## TASK DIRECTIONS
Copy every entry below exactly, and keep out the pictures.

## Dataset items
--

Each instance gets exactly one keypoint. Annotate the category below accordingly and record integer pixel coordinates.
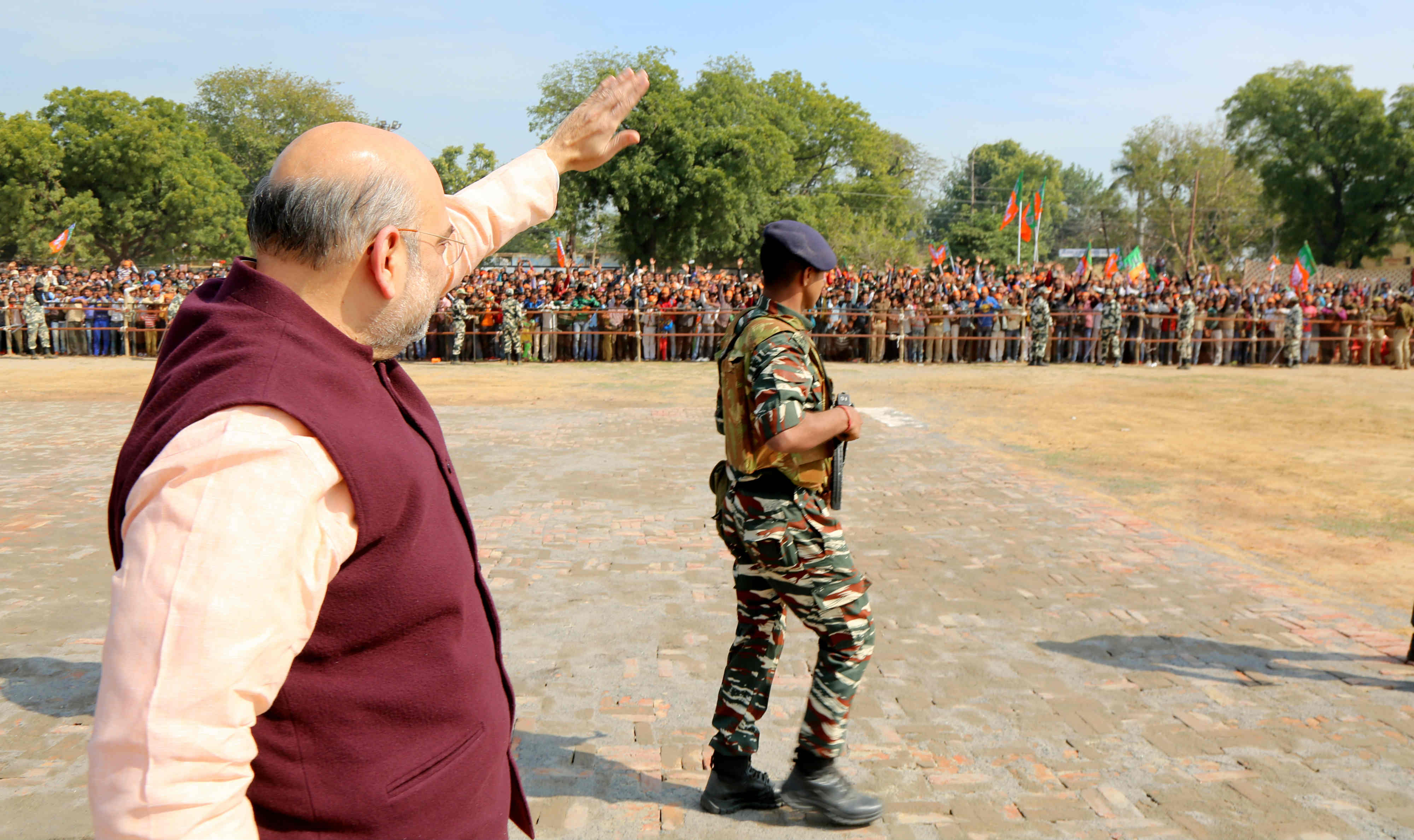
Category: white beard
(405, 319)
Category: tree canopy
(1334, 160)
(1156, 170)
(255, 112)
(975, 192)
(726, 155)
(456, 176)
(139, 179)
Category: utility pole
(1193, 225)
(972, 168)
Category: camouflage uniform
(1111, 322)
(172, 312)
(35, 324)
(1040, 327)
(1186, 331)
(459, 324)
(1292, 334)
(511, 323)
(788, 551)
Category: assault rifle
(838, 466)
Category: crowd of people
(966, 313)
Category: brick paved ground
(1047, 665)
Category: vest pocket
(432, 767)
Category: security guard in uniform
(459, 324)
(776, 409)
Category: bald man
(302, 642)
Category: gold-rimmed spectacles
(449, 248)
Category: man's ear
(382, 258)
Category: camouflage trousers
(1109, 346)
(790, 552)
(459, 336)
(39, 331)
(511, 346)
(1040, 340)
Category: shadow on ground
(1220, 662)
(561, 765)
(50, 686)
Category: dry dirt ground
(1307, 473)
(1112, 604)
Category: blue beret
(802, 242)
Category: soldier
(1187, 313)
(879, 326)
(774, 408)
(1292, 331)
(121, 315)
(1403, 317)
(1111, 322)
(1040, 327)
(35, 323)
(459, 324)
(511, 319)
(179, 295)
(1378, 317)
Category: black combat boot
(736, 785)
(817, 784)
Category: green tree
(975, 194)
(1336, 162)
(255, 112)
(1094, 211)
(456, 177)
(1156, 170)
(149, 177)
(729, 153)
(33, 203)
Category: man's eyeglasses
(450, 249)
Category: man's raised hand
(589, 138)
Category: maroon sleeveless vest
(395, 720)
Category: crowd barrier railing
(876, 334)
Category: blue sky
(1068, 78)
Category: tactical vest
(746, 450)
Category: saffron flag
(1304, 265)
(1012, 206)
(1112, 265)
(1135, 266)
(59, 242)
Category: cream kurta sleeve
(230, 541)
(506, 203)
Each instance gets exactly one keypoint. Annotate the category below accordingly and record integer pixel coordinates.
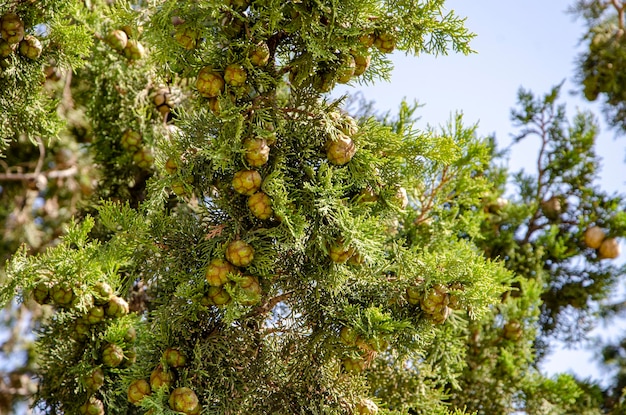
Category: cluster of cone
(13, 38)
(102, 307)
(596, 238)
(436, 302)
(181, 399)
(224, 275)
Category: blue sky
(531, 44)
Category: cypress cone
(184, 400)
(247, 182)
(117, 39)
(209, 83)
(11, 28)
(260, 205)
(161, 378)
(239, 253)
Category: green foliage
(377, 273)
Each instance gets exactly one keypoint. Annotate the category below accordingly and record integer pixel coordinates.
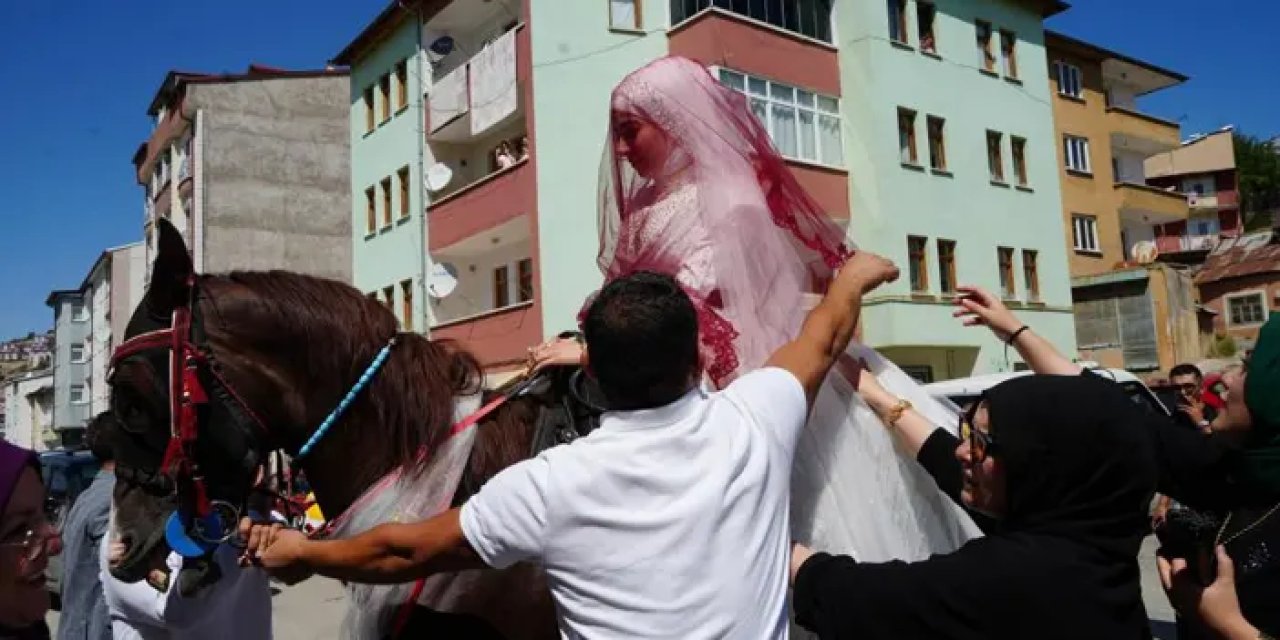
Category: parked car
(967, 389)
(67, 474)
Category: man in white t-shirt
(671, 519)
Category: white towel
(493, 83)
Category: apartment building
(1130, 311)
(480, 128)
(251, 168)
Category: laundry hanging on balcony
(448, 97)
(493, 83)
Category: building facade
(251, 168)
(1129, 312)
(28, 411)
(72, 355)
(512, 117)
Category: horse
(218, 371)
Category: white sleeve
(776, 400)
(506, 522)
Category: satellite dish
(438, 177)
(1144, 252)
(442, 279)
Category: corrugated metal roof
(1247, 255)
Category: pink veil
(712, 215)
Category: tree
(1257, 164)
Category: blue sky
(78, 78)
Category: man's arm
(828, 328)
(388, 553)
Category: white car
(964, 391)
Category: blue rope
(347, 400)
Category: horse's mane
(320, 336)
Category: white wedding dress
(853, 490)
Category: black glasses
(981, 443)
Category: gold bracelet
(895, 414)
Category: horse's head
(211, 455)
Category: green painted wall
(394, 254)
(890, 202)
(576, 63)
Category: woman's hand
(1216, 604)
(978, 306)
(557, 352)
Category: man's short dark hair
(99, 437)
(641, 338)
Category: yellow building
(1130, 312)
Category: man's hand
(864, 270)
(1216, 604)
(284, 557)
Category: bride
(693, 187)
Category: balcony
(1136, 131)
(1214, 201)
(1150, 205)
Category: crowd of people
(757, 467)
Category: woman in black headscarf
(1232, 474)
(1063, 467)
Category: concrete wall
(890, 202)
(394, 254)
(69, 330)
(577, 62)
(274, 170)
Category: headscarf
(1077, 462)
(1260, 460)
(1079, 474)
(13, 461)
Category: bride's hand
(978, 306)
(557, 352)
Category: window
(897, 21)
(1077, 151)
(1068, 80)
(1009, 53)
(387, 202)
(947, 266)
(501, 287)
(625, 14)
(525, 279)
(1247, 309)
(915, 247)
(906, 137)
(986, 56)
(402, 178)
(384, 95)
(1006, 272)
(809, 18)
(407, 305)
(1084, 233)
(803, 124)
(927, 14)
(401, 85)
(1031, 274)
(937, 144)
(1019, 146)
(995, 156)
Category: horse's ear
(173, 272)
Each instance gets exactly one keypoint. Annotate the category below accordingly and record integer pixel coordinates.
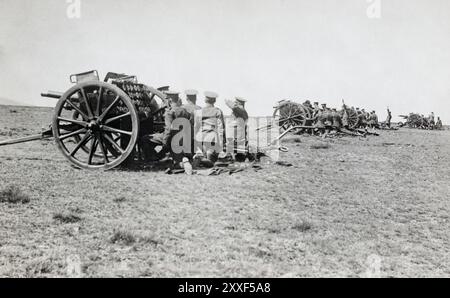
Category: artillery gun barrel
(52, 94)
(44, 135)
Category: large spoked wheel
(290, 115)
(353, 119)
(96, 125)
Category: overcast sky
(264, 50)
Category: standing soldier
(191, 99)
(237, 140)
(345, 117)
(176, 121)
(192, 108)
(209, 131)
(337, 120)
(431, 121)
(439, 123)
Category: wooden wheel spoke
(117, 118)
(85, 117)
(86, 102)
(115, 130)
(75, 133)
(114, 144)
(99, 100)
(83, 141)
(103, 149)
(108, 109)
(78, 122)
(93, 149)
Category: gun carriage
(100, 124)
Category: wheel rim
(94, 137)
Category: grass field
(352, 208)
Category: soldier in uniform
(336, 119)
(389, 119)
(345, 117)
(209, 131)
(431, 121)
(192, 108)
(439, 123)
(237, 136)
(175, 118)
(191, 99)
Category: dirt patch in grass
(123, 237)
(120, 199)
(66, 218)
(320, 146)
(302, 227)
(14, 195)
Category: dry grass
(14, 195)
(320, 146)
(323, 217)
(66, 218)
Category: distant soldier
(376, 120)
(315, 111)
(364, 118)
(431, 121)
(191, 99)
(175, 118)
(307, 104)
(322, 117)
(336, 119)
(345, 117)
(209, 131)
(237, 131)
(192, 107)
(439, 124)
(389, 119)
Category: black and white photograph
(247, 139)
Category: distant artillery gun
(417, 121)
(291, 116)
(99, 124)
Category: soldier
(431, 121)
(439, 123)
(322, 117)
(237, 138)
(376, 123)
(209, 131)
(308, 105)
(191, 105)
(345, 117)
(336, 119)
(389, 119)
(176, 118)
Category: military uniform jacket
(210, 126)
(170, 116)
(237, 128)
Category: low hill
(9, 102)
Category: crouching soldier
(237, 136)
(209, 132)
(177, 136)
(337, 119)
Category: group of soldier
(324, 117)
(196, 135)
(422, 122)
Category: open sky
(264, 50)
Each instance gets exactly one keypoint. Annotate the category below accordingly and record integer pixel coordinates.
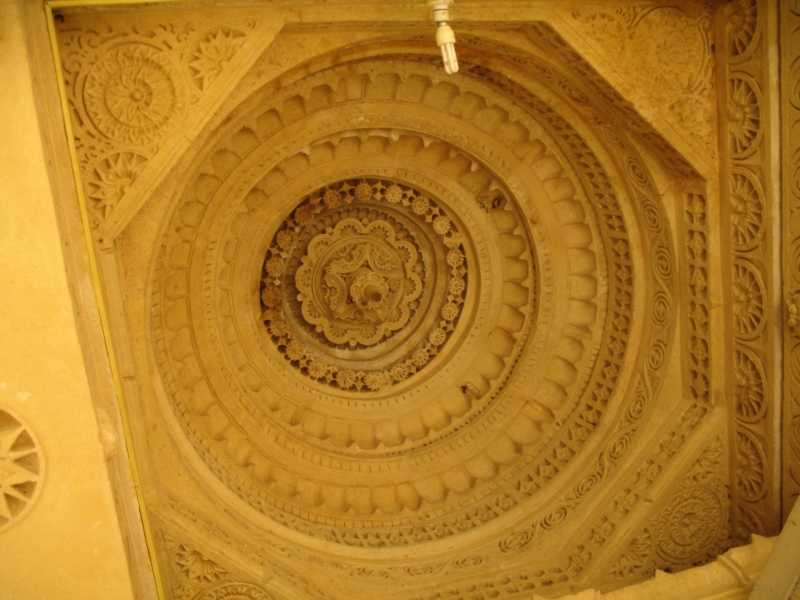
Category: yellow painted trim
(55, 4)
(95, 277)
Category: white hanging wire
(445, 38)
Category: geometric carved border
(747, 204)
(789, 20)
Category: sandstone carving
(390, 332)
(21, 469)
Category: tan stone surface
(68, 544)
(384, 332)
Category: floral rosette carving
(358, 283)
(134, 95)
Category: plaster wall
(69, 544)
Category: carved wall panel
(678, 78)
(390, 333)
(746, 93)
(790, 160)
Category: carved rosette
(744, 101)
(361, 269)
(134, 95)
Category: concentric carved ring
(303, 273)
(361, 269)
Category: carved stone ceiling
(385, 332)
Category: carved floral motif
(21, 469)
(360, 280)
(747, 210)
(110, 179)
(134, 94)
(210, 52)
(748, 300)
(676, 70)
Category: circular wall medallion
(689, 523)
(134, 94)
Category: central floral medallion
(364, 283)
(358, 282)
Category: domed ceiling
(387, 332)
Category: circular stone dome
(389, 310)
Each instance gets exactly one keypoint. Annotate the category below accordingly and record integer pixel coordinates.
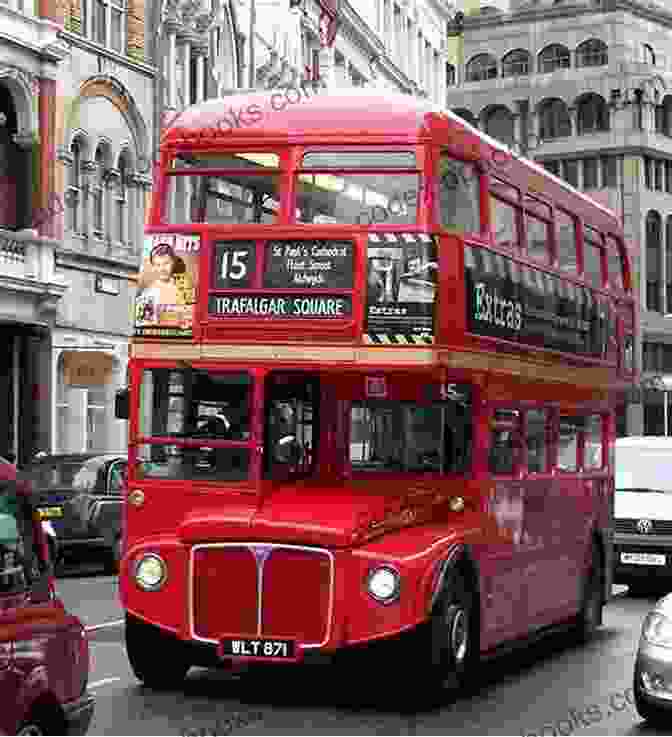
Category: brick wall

--

## EXERCISE RESULT
Each instance gets exactly one keypoint. Annotate the category below accordingly and record integer pixel coordinates.
Category: white beard
(405, 319)
Category: tree canopy
(1334, 160)
(1156, 170)
(255, 112)
(975, 192)
(726, 155)
(456, 176)
(139, 179)
Category: utility pole
(1193, 225)
(972, 168)
Category: camouflage uniform
(1111, 322)
(172, 312)
(35, 324)
(1040, 327)
(1186, 331)
(459, 324)
(1292, 334)
(511, 323)
(788, 551)
Category: assault rifle
(838, 466)
Category: crowd of people
(966, 313)
Category: brick paved ground
(1047, 665)
Category: vest pocket
(432, 767)
Category: security guard in uniform
(459, 324)
(776, 409)
Category: bald man
(302, 642)
Category: gold-rimmed spectacles
(449, 248)
Category: man's ear
(382, 258)
Category: camouflage trousers
(1109, 346)
(790, 552)
(459, 336)
(39, 331)
(511, 346)
(1040, 340)
Category: shadow on ground
(1220, 662)
(561, 765)
(50, 686)
Category: dry dirt ground
(1307, 473)
(1112, 604)
Category: blue beret
(802, 242)
Category: soldier
(1187, 313)
(879, 326)
(774, 408)
(1292, 331)
(121, 315)
(1403, 317)
(1111, 322)
(1040, 327)
(35, 323)
(459, 324)
(511, 319)
(179, 295)
(1378, 317)
Category: black combat boot
(736, 785)
(817, 784)
Category: green tree
(975, 194)
(1336, 162)
(255, 112)
(1094, 211)
(456, 177)
(1156, 170)
(149, 177)
(729, 153)
(33, 203)
Category: man's eyeglasses
(450, 249)
Category: man's raised hand
(589, 138)
Category: maroon sleeveless vest
(395, 720)
Category: crowd barrier railing
(876, 334)
Category: blue sky
(1068, 78)
Category: tactical vest
(746, 450)
Category: saffron flag
(1304, 265)
(1012, 206)
(1112, 265)
(1135, 266)
(59, 242)
Category: cream kurta sleeve
(230, 541)
(506, 203)
Each instance gets exactly one keypoint. Annotate the category below accordingly and record integer pixel coordinates.
Category: cluster of cone
(13, 38)
(102, 307)
(596, 238)
(436, 302)
(181, 399)
(224, 275)
Category: blue sky
(531, 44)
Category: cypress cone
(184, 400)
(247, 182)
(117, 39)
(209, 83)
(11, 28)
(260, 205)
(161, 378)
(239, 253)
Category: green foliage
(377, 273)
Each instance gets exactly one keypoint. Annotate the category below accordingly and record integer pixel coordinates.
Category: parked car
(967, 389)
(67, 474)
Category: man in white t-shirt
(671, 519)
Category: white towel
(493, 83)
Category: apartment building
(1130, 311)
(480, 128)
(251, 168)
Category: laundry hanging on balcony
(448, 97)
(493, 83)
Category: building facade
(251, 168)
(1129, 312)
(28, 411)
(72, 355)
(512, 117)
Category: horse
(218, 371)
Category: white sleeve
(776, 400)
(506, 522)
Category: satellite dish
(438, 177)
(1144, 252)
(442, 279)
Category: corrugated metal roof
(1247, 255)
Category: pink veil
(712, 215)
Category: tree
(1257, 164)
Category: blue sky
(78, 78)
Category: man's arm
(828, 328)
(388, 553)
Category: white car
(964, 391)
Category: blue rope
(347, 400)
Category: horse's mane
(320, 336)
Category: white wedding dress
(853, 490)
Category: black glasses
(981, 443)
Category: gold bracelet
(895, 414)
Category: horse's head
(211, 455)
Category: green painted wall
(394, 254)
(890, 202)
(576, 63)
Category: woman's hand
(1216, 604)
(978, 306)
(557, 352)
Category: man's short dark hair
(99, 437)
(641, 338)
Category: yellow building
(1130, 312)
Category: man's hand
(864, 270)
(1216, 604)
(284, 557)
Category: bride
(693, 187)
Category: balcony
(1136, 131)
(1214, 201)
(1150, 205)
Category: crowd of people
(757, 467)
Category: woman in black headscarf
(1232, 474)
(1063, 467)
Category: concrete wall
(890, 202)
(394, 254)
(69, 330)
(577, 62)
(274, 170)
Category: headscarf
(1077, 462)
(1260, 460)
(1079, 474)
(13, 461)
Category: bride's hand
(978, 306)
(557, 352)
Category: window
(897, 21)
(1077, 151)
(1068, 80)
(1009, 53)
(387, 202)
(947, 266)
(501, 287)
(625, 14)
(525, 279)
(1247, 309)
(915, 247)
(906, 137)
(986, 56)
(402, 178)
(384, 95)
(1006, 272)
(809, 18)
(407, 305)
(1084, 233)
(803, 124)
(927, 14)
(401, 85)
(1031, 274)
(937, 144)
(1019, 146)
(995, 156)
Category: horse's ear
(173, 272)
Each instance gets exactly one keypoint. Annotate the category below accordingly and record integer pixel coordinates.
Category: artillery gun barrel
(52, 94)
(44, 135)
Category: large spoked wheel
(290, 115)
(353, 119)
(96, 125)
Category: overcast sky
(264, 50)
Category: standing soldier
(191, 99)
(237, 140)
(345, 117)
(176, 121)
(192, 108)
(209, 131)
(337, 120)
(431, 121)
(439, 123)
Category: wooden wheel spoke
(117, 118)
(85, 117)
(86, 102)
(115, 130)
(75, 133)
(114, 144)
(99, 100)
(83, 141)
(103, 149)
(108, 109)
(78, 122)
(93, 149)
Category: gun carriage
(100, 124)
Category: wheel rim
(94, 137)
Category: grass field
(352, 208)
Category: soldier in uniform
(336, 119)
(389, 119)
(345, 117)
(209, 131)
(431, 121)
(192, 108)
(439, 123)
(237, 136)
(175, 118)
(191, 99)
Category: dirt patch in grass
(123, 237)
(120, 199)
(66, 218)
(320, 146)
(302, 227)
(14, 195)
Category: dry grass
(14, 195)
(320, 146)
(323, 217)
(66, 218)
Category: distant soldier
(376, 120)
(315, 111)
(364, 118)
(431, 121)
(191, 99)
(175, 118)
(307, 104)
(322, 117)
(336, 119)
(345, 117)
(209, 131)
(237, 131)
(192, 107)
(439, 124)
(389, 119)
Category: black and white photograph
(247, 139)
Category: distant artillery gun
(417, 121)
(291, 116)
(99, 124)
Category: soldier
(431, 121)
(439, 123)
(322, 117)
(237, 138)
(376, 123)
(209, 131)
(308, 105)
(191, 105)
(345, 117)
(336, 119)
(389, 119)
(176, 118)
Category: military uniform jacket
(210, 126)
(170, 116)
(237, 128)
Category: low hill
(9, 102)
Category: crouching soldier
(237, 136)
(209, 132)
(177, 136)
(337, 119)
Category: group of soldier
(324, 117)
(196, 135)
(422, 122)
Category: open sky
(264, 50)
Each instance gets exactly one keypoint. Annotate the category below accordingly and record integer pixel coordinates.
Category: yellow painted trim
(55, 4)
(95, 277)
Category: white hanging wire
(445, 38)
Category: geometric carved border
(747, 204)
(789, 20)
Category: sandstone carving
(390, 332)
(21, 469)
Category: tan stone surface
(68, 544)
(384, 332)
Category: floral rosette carving
(358, 283)
(134, 95)
Category: plaster wall
(69, 544)
Category: carved wall panel
(678, 78)
(390, 333)
(746, 93)
(790, 160)
Category: carved rosette
(744, 101)
(361, 269)
(134, 95)
Category: concentric carved ring
(303, 273)
(361, 269)
Category: carved stone ceiling
(385, 332)
Category: carved floral motif
(21, 469)
(360, 280)
(747, 210)
(110, 179)
(134, 94)
(210, 52)
(748, 300)
(676, 70)
Category: circular wall medallion
(689, 523)
(134, 94)
Category: central floral medallion
(364, 283)
(358, 282)
Category: domed ceiling
(387, 332)
Category: circular stone dome
(389, 310)
Each instance gets exactly one keypoint. Annotate the category below accordingly and record integer pixel coordinates.
Category: brick wall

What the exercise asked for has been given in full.